## Task details
Set down exactly the lines from the one containing "Point out the building" through the last line of the records below, both included, and nothing else.

┌──

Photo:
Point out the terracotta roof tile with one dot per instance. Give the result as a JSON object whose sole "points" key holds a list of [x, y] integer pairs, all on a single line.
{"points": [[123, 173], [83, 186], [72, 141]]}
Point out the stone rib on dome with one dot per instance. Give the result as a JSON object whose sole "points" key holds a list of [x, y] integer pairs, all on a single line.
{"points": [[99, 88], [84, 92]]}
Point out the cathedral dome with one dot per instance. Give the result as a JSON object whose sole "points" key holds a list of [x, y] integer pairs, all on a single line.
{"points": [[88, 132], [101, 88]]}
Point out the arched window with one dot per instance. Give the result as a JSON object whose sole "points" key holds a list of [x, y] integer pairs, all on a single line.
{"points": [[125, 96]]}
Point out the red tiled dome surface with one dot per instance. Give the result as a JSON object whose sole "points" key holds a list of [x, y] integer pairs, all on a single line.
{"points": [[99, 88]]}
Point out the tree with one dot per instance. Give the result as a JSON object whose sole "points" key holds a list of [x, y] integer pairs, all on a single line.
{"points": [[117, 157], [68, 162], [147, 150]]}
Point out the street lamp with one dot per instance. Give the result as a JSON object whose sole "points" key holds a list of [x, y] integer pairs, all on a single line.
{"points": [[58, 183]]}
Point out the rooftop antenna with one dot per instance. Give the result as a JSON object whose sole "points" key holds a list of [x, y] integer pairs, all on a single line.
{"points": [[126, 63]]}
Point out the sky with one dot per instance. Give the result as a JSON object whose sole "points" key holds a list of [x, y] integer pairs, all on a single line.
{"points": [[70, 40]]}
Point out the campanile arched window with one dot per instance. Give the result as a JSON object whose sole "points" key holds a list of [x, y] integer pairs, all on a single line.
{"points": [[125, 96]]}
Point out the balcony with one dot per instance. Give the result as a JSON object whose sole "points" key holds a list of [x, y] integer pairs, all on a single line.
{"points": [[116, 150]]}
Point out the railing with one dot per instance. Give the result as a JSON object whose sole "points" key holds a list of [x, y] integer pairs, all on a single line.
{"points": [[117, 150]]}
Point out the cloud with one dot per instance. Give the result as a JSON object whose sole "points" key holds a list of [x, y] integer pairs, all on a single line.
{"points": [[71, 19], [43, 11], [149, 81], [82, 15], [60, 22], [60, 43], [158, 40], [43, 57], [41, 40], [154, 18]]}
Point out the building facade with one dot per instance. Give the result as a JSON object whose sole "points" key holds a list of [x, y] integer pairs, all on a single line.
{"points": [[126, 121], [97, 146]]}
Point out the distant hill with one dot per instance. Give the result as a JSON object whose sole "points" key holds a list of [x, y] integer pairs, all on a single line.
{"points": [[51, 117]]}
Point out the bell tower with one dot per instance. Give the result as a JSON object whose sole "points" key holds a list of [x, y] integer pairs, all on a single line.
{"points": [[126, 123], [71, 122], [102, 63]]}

└──

## Final result
Point out the building facade with one dot per instance. Give the result as a JSON object whose sole "points" key holds a list of [x, y] integer pairs, all on a single line.
{"points": [[126, 121], [97, 146]]}
Point out the distant hill with one dot per instance. Give the result as a JSON object whose sole "points" key holds a list of [x, y] integer pairs, all on a single line.
{"points": [[51, 117]]}
Point out the bell tower with one dot per instance. Give the result as a JSON object whose sole "points" key holds a list of [x, y] integer pairs, all on a single line.
{"points": [[126, 123], [71, 122], [102, 63]]}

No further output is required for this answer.